▸ **TAREA**
Prolonga el texto sobre el centro político y las elecciones a partir de su última frase.

Es frecuente, especialmente cuándo se acercan unas elecciones, afirmar que es menester ubicarse en el espectro del centro político para ganar los comicios. Ahora, ante una legislatura frustrada por la imposibilidad de encontrar acuerdos que garanticen un gobierno estable,  con una percepción ciudadana creciente de la corrupción, con los partidos tradicionales en crisis, con previsible alta abstención, y con la incertidumbre de cual será ahora el resultado de los nuevos partidos a la vista de cómo gestionan ayuntamientos, autonomías y de cómo se han comportado desde el 20-D de 2015, el desenlace de las nuevas elecciones se torna, si cabe, más incierto. Los de siempre son etiquetados de inmovilismo y los nuevos intentan aparecer como moderados y garantes de los postulados del espacio del centro. De nuevo, por enésima vez, la pregunta de siempre: ¿es el centro el espacio político de la equidistancia, el espacio de la indefinición, de la ausencia de principios y del puro pragmatismo?. ¿Por qué se apela al centro justo antes de la contienda electoral?.

▸ **REGISTROS DE DATOS**
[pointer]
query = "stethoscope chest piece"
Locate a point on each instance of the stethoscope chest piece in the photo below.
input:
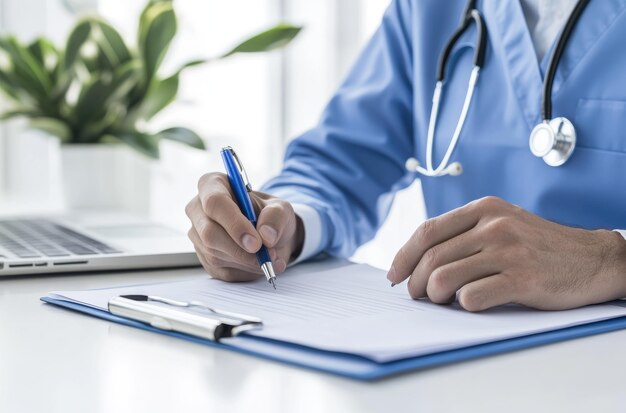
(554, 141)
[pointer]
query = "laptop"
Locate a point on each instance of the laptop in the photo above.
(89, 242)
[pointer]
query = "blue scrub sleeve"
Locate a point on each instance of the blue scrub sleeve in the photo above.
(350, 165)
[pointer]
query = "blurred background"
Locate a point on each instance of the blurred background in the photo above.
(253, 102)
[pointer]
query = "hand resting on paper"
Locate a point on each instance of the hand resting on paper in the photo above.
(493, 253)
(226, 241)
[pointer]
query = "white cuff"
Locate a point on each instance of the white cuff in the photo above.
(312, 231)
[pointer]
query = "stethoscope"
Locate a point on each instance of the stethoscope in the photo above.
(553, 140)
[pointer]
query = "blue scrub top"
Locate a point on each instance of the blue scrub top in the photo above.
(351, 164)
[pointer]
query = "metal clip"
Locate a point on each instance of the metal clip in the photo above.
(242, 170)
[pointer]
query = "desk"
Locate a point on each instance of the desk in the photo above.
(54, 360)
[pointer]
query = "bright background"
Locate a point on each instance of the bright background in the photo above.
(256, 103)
--
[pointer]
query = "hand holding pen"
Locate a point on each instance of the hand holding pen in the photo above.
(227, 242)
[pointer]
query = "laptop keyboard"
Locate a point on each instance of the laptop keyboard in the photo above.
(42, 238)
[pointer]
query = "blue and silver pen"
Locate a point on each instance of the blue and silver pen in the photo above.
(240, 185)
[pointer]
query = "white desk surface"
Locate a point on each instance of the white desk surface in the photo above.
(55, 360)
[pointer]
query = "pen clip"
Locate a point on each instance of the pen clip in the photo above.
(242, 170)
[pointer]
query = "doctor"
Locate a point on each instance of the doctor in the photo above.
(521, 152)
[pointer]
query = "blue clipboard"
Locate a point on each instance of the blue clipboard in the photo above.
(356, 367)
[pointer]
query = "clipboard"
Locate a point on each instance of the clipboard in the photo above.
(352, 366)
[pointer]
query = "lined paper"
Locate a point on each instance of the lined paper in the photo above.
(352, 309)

▸ **RESULTADO FINAL**
 
Pues bien, el espacio de centro se nos presenta como un espacio en el que los principios y los criterios generales han de aplicarse prudente y permanentemente sobre la realidad. Principios y realidad, no es que sean dos parámetros opuestos; más bien son conceptos complementarios. Las teorizaciones de orden intervencionista o liberalizadora, expresadas como políticas abstractas a aplicar, sin modulación alguna, por izquierda y derecha respectivamente, constituyen un buen ejemplo del ocaso en que hoy están sumidas las llamadas ideologías cerradas.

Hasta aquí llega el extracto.